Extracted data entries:
§ §

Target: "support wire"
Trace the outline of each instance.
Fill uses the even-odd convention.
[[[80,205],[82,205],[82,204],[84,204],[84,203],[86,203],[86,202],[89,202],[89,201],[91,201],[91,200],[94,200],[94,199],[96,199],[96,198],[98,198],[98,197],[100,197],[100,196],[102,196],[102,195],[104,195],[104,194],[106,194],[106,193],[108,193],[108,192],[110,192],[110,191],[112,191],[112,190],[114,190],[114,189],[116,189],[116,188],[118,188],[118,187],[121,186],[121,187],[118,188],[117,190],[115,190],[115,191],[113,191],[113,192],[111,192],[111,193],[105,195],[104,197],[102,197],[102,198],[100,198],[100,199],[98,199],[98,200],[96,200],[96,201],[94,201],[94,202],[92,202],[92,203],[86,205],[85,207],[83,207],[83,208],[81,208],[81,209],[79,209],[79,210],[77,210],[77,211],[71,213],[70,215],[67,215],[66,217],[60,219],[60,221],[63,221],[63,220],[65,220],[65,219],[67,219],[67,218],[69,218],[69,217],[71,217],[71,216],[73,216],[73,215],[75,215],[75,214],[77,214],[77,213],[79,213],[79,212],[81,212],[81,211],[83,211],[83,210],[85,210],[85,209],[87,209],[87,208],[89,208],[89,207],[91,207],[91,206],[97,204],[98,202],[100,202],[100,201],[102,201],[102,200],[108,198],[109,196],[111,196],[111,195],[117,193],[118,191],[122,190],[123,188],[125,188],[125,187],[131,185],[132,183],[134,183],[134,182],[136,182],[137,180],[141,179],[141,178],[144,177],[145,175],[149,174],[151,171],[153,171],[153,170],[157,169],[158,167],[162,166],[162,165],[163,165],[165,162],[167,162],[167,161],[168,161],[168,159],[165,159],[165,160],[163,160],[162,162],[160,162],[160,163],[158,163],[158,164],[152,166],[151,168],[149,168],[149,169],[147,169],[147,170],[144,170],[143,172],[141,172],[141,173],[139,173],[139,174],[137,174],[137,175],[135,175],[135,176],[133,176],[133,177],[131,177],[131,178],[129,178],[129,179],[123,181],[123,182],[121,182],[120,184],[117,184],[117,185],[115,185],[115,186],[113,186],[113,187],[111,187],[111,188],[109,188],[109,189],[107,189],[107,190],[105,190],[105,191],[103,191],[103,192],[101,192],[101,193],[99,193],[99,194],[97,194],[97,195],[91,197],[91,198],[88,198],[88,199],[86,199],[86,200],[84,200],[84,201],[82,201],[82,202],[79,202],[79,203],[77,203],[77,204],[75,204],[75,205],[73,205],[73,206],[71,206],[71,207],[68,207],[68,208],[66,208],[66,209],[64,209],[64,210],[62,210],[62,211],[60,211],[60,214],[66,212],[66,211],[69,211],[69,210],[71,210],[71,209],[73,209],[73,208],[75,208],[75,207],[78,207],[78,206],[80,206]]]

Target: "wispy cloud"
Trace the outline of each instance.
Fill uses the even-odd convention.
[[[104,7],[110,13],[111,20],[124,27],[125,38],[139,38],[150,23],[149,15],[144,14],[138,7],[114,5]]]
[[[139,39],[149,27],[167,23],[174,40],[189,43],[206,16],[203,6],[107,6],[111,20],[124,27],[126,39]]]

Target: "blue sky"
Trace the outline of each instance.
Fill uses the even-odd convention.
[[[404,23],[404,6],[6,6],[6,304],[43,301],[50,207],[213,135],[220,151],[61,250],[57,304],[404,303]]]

§ §

About this exercise:
Every entry above should be duplicated exactly.

Answer for this exercise:
Target: "support wire"
Trace the outline of each instance.
Fill uses the even-odd convention.
[[[80,205],[82,205],[82,204],[84,204],[84,203],[86,203],[86,202],[89,202],[89,201],[91,201],[91,200],[94,200],[94,199],[96,199],[96,198],[98,198],[98,197],[100,197],[100,196],[102,196],[102,195],[104,195],[104,194],[106,194],[106,193],[108,193],[108,192],[110,192],[110,191],[112,191],[112,190],[114,190],[114,189],[116,189],[116,188],[118,188],[118,187],[121,186],[121,187],[118,188],[117,190],[115,190],[115,191],[113,191],[113,192],[111,192],[111,193],[105,195],[104,197],[102,197],[102,198],[100,198],[100,199],[98,199],[98,200],[96,200],[96,201],[94,201],[94,202],[92,202],[92,203],[86,205],[85,207],[83,207],[83,208],[81,208],[81,209],[79,209],[79,210],[77,210],[77,211],[71,213],[70,215],[67,215],[66,217],[60,219],[60,221],[63,221],[63,220],[65,220],[65,219],[67,219],[67,218],[69,218],[69,217],[71,217],[71,216],[73,216],[73,215],[75,215],[75,214],[77,214],[77,213],[79,213],[79,212],[81,212],[81,211],[83,211],[83,210],[85,210],[85,209],[87,209],[87,208],[89,208],[89,207],[91,207],[91,206],[97,204],[98,202],[100,202],[100,201],[102,201],[102,200],[108,198],[109,196],[111,196],[111,195],[117,193],[118,191],[122,190],[123,188],[125,188],[125,187],[131,185],[132,183],[134,183],[134,182],[136,182],[137,180],[141,179],[141,178],[144,177],[145,175],[149,174],[151,171],[153,171],[153,170],[157,169],[158,167],[162,166],[162,165],[163,165],[165,162],[167,162],[167,161],[168,161],[168,159],[165,159],[165,160],[163,160],[162,162],[160,162],[160,163],[158,163],[158,164],[152,166],[151,168],[149,168],[149,169],[147,169],[147,170],[144,170],[143,172],[141,172],[141,173],[139,173],[139,174],[137,174],[137,175],[135,175],[135,176],[133,176],[133,177],[131,177],[131,178],[129,178],[129,179],[123,181],[123,182],[121,182],[120,184],[117,184],[117,185],[115,185],[115,186],[113,186],[113,187],[111,187],[111,188],[109,188],[109,189],[107,189],[107,190],[105,190],[105,191],[103,191],[103,192],[101,192],[101,193],[99,193],[99,194],[97,194],[97,195],[91,197],[91,198],[88,198],[88,199],[86,199],[86,200],[84,200],[84,201],[82,201],[82,202],[79,202],[79,203],[77,203],[77,204],[75,204],[75,205],[73,205],[73,206],[71,206],[71,207],[68,207],[68,208],[66,208],[66,209],[64,209],[64,210],[62,210],[62,211],[60,211],[60,214],[66,212],[66,211],[69,211],[69,210],[71,210],[71,209],[73,209],[73,208],[75,208],[75,207],[78,207],[78,206],[80,206]]]

Target: "wispy cloud"
Trace the outline of each instance.
Fill uses the even-odd convention.
[[[104,7],[110,13],[111,20],[124,27],[125,38],[139,38],[150,23],[149,15],[144,14],[138,7],[114,5]]]
[[[139,39],[149,27],[167,23],[174,40],[189,43],[206,16],[203,6],[107,6],[111,20],[124,27],[126,39]]]

Target: "blue sky"
Trace the outline of each instance.
Fill uses the even-odd convention.
[[[404,23],[404,6],[6,6],[6,304],[43,301],[50,207],[213,135],[220,151],[61,250],[57,304],[404,303]]]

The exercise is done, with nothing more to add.